■ Excerpt
Rape culture propagation in romance – part 2

*Please note, this is the second part of an earlier post. The feelings expressed in this blog are solely mine and I invite you to read them. You don’t have to agree. There may be spoilers ahead but I’ll try to keep them to a minimum*
So in the first part of the blog entry, I discussed two books I’ve recently read that irritated me with the way the authors addressed the subject matter. Feel free to check out the books for yourself but be aware there are situations that could be triggers for people with rape, sexual assault or assault.
I also ranted a bit about bad habits in modern romance writing that I wish would stop.
How two other authors handled the same topics are the basis for this post.
First up, When We Were Kings by Auryn Hadley.
This story follows a kidnapped princess and a couple of gladiators. The main female in this story goes from high-ranking to slave overnight. She somehow manages to talk her way out of being sold sexually with logic (even though she’s one of the few females in the story line). Unfortunately the male gladiator she meets hasn’t been so fortunate. And they discuss his situation candidly between them. He raises the point that it isn’t technically rape because he agrees to sleeping with the women, but I don’t think I’m on-board with his assessment. [If you are considered someone else’s property and it’s a choice of, ‘have sex with this person I picked for you or be punished’ does it make it less rape? I don’t necessarily think so.] He then helps train her to fight so she hopefully doesn’t have to find out. Later in the story- off-page, male/male rape is discussed with another gladiator. So what makes this story different than the cyborg one I ranted about? Well, the author actually takes into account the aftereffects abuse would have on the recipient. There is an acknowledgment of the fact it changes things about the character who suffered it. It doesn’t have to be blatant or in your face but it shouldn’t be reduced to nothing either. The men in this story don’t get revenge in the same way as the cyborgs in Releasing Rage. Instead, they are SEEN and respected individually by the female lead while acknowledging the subtle changes caused. She doesn’t try to downplay their experiences or how they feel.
Second book is Flawed, also by Auryn Hadley.
This book officially releases on June 30th, 2016 so if you’re researching the validity of my rants- it’s not available until tomorrow.
I seriously thought it was going to be an outrageously difficult read for me. While parts of it were hard, I really appreciated that the author took the aftermath of this sensitive topic head on and didn’t pretty it up. Don’t get me wrong, this story isn’t the dark well of depression it might have become in a different writer’s hands and it isn’t meant to be a portrayal of how everyone would react. Overall it’s a story of an individual finding hope again and a way to move forward after something horrific. But for once a writer took the subject and said, “This is a terrible thing to live through and the struggle is a daily battle. Sometimes the path to recovery is off-road all the way and it’s not going to magically resolve just because others don’t know how to deal with that reality.” When I began reading this book, I knew it was going to deal with problems that most people hide from or aren’t even truly aware of. I just didn’t know that the unconventional approach would make it a favorite for me. The respect thru the majority of the story and the spotlight on the issue when the respect is tested also make it stand out in my opinion.

■ The exercise
Please repeat the part of the blog post word for word, starting with "I also ranted" and going on through "for this post.". The data below is separate from the blog post.

■ Entries supplied
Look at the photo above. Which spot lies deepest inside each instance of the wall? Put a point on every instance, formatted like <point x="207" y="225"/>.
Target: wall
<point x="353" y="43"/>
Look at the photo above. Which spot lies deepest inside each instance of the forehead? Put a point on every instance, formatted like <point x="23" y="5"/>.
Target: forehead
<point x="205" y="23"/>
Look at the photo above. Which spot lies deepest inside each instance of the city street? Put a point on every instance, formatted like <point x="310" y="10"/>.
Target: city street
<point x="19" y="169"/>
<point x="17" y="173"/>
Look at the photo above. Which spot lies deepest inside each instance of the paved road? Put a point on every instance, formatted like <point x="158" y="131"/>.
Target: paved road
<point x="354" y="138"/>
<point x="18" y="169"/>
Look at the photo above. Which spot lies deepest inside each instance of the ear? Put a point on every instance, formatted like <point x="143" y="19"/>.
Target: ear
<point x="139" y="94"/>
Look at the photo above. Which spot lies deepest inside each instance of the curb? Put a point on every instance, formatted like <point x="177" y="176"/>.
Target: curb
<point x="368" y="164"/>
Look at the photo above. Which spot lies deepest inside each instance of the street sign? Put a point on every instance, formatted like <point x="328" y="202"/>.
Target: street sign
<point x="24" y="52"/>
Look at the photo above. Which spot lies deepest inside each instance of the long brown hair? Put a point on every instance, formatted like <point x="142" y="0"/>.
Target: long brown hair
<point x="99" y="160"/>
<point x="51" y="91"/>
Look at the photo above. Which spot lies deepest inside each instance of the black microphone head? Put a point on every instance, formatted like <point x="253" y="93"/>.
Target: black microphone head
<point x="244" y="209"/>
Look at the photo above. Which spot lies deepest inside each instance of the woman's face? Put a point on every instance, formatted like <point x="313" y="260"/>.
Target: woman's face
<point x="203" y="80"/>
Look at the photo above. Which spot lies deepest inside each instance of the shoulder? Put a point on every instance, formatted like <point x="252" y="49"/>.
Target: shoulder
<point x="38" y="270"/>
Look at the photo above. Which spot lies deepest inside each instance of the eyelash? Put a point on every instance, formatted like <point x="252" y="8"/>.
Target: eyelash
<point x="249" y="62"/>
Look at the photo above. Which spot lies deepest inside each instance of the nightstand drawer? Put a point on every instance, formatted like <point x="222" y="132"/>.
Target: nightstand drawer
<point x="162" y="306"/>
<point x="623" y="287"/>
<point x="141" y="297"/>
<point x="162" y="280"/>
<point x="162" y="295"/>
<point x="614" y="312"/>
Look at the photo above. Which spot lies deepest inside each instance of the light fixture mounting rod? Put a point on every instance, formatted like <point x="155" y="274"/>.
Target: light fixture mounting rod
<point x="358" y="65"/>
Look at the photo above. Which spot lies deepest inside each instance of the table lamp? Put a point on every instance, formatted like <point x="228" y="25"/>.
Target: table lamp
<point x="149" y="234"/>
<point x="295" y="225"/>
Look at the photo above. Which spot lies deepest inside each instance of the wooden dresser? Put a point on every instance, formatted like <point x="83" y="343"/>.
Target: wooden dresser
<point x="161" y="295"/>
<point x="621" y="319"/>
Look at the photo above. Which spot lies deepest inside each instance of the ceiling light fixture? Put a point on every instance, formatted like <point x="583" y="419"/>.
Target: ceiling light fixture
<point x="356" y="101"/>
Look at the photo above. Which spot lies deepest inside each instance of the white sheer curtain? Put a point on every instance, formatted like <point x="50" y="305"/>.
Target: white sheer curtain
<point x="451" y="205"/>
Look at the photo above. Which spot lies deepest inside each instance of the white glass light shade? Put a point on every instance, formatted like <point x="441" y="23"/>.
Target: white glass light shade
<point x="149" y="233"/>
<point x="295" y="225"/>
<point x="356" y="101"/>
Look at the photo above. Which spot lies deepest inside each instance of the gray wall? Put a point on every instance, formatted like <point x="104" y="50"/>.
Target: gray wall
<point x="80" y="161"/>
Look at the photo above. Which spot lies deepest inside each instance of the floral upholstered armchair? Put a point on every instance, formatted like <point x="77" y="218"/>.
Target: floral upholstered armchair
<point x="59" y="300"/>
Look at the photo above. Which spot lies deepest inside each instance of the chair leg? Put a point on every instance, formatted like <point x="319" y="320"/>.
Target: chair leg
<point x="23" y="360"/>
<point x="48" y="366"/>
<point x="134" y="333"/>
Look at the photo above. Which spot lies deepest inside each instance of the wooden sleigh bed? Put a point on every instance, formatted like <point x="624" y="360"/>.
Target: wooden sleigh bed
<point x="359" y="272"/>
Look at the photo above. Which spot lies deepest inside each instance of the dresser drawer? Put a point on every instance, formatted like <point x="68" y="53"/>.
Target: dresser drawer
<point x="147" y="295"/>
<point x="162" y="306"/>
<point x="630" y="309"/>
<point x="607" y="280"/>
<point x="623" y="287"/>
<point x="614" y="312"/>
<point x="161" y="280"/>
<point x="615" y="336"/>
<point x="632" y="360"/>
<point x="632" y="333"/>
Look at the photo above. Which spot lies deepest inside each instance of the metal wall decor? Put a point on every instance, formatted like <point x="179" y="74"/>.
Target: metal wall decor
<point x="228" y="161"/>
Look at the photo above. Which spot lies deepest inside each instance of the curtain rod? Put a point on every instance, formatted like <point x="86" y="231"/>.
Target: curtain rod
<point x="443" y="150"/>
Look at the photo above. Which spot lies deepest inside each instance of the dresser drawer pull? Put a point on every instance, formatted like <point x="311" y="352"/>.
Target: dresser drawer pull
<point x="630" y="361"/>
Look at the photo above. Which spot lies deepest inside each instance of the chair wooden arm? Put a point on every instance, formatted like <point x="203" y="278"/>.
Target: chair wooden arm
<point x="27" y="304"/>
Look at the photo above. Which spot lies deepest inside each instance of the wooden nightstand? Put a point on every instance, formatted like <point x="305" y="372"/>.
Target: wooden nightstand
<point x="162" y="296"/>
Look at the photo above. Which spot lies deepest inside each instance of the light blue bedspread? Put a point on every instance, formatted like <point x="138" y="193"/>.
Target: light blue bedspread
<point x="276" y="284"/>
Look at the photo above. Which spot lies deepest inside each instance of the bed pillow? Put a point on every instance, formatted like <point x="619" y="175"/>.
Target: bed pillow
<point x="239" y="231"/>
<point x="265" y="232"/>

■ Correct output
I also ranted a bit about bad habits in modern romance writing that I wish would stop.
How two other authors handled the same topics are the basis for this post.